▶ **Task statement**: Nothing but the lines from the one containing "can u spot the leafy" through the one containing "can u spot the curved", both included, should be given again, each exactly as written below.

[Dataset entries]
-*-
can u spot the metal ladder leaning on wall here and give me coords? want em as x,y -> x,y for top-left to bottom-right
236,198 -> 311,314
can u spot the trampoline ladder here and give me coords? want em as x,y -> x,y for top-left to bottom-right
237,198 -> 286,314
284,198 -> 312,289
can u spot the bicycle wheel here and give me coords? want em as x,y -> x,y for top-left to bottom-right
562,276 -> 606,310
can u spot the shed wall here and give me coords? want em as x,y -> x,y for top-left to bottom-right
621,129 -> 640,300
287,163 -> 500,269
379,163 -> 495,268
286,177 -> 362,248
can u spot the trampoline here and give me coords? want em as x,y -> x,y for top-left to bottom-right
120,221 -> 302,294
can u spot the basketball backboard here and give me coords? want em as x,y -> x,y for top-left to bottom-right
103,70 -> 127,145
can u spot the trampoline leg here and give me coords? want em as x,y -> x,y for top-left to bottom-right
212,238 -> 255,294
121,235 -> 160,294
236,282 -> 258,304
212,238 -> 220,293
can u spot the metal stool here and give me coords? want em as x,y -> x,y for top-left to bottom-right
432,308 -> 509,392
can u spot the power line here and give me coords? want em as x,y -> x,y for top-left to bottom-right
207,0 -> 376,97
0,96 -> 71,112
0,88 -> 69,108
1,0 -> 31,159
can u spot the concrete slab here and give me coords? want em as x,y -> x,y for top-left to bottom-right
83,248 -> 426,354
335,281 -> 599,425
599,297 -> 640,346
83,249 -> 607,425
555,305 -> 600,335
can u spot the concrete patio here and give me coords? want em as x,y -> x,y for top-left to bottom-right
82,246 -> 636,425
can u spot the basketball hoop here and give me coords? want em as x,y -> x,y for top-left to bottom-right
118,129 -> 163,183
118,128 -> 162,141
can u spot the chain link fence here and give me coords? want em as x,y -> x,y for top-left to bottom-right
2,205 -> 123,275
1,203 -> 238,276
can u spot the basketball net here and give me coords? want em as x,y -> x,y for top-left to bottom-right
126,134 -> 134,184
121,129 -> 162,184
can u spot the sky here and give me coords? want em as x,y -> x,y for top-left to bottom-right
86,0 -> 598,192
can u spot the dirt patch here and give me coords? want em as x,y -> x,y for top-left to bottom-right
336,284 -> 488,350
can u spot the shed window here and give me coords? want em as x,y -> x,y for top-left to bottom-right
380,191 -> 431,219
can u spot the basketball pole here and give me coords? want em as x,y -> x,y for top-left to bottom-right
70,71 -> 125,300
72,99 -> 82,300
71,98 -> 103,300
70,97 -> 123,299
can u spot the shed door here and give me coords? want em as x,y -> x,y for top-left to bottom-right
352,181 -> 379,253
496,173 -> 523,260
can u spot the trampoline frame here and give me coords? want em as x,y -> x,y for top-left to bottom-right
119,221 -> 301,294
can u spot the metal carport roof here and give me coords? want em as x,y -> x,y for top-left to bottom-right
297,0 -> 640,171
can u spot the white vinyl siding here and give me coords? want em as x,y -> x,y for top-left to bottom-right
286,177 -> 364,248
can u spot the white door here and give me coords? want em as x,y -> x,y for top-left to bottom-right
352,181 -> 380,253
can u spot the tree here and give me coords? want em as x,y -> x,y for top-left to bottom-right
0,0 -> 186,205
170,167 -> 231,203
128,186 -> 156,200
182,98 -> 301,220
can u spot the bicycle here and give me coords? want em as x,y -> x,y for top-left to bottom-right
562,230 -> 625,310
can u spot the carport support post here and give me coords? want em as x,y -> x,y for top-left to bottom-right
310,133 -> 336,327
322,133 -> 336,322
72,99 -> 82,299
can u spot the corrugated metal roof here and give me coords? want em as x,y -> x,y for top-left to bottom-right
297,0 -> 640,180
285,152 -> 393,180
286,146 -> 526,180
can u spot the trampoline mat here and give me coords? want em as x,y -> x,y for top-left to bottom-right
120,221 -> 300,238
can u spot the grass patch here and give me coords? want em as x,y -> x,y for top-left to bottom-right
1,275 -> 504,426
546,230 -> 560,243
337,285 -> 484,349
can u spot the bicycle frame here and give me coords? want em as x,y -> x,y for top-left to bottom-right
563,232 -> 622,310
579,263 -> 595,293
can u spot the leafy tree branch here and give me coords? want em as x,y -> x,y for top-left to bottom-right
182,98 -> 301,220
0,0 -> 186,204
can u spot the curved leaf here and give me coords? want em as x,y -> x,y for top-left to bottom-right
-*-
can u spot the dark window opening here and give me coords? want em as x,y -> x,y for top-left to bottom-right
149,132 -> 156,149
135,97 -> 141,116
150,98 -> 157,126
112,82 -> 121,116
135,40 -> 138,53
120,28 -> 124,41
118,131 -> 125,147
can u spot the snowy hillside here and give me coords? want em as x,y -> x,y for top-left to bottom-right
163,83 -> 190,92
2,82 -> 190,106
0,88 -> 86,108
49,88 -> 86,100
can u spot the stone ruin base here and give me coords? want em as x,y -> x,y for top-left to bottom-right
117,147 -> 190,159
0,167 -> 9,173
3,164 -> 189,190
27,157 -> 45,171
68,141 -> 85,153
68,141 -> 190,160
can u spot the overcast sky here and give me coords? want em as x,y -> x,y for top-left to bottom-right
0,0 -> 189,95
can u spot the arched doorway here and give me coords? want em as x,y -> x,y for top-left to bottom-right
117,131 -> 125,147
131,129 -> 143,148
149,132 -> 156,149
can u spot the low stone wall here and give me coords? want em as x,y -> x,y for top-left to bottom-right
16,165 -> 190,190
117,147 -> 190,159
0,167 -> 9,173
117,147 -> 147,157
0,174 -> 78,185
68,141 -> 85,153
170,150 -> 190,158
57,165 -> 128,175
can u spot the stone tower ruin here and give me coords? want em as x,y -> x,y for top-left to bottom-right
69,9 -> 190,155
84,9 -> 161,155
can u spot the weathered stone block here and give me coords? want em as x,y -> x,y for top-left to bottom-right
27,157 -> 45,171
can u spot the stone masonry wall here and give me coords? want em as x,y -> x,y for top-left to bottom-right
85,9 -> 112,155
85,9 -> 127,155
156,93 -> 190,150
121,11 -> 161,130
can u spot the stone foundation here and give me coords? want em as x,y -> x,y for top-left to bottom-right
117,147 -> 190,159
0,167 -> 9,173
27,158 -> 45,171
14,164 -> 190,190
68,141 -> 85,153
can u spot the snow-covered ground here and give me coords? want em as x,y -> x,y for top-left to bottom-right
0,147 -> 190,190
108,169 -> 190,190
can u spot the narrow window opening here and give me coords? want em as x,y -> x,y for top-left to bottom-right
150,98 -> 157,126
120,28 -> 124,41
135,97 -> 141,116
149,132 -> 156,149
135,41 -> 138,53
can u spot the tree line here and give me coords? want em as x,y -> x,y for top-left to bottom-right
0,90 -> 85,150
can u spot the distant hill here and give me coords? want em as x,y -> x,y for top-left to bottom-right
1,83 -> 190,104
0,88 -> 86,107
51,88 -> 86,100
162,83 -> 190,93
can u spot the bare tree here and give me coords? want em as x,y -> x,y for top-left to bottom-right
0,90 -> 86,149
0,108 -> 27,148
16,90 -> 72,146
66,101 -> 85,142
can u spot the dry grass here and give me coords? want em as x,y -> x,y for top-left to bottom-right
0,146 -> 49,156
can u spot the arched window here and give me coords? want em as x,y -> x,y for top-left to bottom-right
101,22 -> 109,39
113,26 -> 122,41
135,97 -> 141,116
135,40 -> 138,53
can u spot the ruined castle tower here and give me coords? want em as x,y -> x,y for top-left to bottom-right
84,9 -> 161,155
-*-
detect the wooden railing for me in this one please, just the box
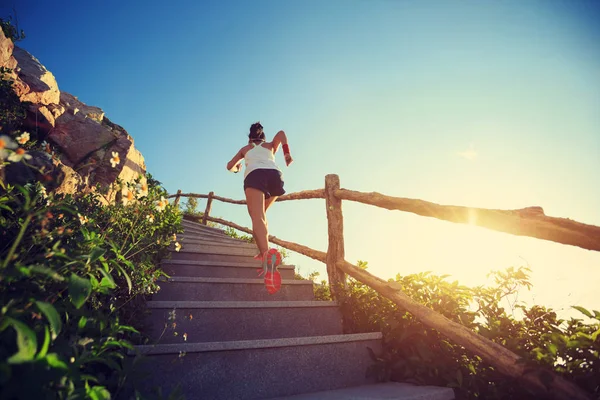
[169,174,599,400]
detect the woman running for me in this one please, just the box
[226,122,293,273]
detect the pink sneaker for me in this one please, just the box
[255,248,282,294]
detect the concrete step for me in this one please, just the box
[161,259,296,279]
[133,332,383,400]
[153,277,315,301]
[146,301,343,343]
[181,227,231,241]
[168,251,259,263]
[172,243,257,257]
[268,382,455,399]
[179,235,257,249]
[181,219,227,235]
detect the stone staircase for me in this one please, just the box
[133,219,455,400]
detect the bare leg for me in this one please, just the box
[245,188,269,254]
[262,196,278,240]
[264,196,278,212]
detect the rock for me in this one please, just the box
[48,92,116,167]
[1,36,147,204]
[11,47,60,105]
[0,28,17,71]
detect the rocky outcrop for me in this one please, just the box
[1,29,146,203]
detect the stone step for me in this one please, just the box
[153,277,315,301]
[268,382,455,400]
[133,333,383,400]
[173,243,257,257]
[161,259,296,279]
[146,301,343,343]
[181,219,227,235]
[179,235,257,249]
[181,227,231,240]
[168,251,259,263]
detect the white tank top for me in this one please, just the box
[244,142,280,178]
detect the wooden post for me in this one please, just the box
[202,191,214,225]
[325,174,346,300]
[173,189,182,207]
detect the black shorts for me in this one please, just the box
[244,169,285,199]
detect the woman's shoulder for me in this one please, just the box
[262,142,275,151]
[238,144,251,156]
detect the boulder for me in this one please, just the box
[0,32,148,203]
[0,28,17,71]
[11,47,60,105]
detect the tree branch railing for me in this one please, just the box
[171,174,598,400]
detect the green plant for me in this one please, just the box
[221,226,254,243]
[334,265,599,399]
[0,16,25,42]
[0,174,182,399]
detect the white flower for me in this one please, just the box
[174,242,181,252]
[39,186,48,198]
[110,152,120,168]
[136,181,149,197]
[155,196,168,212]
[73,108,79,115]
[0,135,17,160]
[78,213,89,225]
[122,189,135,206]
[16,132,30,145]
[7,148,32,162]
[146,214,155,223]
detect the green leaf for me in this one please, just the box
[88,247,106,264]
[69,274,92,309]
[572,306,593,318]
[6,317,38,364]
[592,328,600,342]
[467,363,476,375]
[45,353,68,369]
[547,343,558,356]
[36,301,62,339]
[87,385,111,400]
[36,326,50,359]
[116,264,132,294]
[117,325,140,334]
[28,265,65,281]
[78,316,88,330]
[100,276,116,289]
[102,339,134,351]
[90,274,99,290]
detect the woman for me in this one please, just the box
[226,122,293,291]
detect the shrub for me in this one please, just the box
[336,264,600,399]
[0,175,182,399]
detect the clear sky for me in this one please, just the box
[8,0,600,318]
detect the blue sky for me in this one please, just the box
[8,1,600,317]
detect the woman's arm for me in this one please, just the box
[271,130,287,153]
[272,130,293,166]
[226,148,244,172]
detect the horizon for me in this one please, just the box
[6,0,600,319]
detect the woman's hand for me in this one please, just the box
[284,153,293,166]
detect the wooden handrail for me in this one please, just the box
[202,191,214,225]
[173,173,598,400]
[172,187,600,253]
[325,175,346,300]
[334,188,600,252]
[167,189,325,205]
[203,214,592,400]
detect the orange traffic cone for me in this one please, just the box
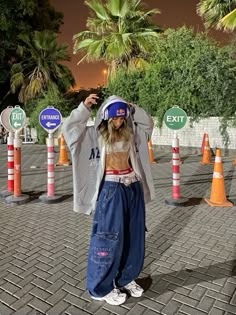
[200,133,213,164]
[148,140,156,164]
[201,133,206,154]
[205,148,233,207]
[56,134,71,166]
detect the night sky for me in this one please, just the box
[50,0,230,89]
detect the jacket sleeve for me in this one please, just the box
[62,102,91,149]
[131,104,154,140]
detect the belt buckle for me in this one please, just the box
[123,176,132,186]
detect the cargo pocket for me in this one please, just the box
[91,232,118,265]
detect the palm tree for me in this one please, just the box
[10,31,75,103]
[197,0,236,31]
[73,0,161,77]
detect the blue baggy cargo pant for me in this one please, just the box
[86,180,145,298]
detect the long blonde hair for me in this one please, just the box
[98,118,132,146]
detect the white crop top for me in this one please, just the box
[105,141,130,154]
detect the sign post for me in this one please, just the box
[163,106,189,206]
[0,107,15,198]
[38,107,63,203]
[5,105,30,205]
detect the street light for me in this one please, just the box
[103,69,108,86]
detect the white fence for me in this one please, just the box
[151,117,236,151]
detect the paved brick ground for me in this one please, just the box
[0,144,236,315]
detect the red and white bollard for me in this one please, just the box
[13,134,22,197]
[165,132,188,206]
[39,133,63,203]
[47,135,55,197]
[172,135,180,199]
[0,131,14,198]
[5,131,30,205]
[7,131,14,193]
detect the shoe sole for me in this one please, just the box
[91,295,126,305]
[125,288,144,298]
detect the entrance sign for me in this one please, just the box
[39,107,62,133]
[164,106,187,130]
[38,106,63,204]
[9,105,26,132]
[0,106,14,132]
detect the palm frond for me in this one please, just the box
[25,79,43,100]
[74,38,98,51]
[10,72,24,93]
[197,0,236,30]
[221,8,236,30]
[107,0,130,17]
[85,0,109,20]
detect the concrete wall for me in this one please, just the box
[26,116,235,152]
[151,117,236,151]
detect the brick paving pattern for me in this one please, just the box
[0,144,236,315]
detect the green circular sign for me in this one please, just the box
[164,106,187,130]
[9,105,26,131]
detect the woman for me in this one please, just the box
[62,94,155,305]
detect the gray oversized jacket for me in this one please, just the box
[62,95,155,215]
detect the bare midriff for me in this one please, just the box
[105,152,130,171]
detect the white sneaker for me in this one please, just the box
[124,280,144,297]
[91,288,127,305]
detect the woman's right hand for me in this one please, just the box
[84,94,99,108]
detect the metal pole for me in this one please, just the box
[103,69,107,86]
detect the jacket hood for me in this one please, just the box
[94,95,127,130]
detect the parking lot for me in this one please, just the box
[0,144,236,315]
-*-
▶ **Exercise result**:
can u spot the leafy tree branch here and give me coords? want em as x,y -> x,y for top-left to bottom-right
182,98 -> 301,220
0,0 -> 186,204
can u spot the curved leaf here and give me coords? want em as x,y -> x,y for top-left to bottom-right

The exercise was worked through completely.